**WHAT IS EXPECTED:**
Each record should appear again in the response exactly as it does in the original.

DATASET RECORDS Start Marker

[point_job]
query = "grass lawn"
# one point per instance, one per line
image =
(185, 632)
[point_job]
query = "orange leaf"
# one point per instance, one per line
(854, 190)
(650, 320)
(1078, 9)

DATASET RECORDS End Marker

**ANSWER SECTION:**
[point_job]
query = "grass lawn"
# one point per instance, one per line
image =
(185, 632)
[point_job]
query = "orange leaf"
# one point per instance, one per line
(854, 190)
(650, 320)
(1078, 9)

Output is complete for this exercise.